Work instruction: Lines containing "baby" should be pulled from the material below.

***

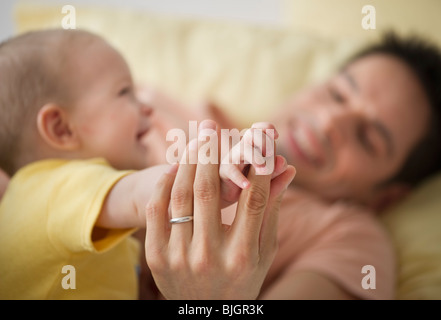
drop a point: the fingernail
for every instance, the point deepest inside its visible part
(172, 169)
(193, 145)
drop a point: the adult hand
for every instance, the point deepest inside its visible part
(204, 259)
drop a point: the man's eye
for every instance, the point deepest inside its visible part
(336, 96)
(124, 91)
(364, 139)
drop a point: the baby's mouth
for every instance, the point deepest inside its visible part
(142, 134)
(306, 144)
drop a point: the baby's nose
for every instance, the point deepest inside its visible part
(146, 109)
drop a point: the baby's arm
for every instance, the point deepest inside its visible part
(257, 148)
(124, 206)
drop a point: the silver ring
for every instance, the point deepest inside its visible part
(181, 219)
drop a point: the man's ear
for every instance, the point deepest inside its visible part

***

Task response:
drop a point: the baby's mouth
drop a point: the baby's nose
drop a point: the baby's arm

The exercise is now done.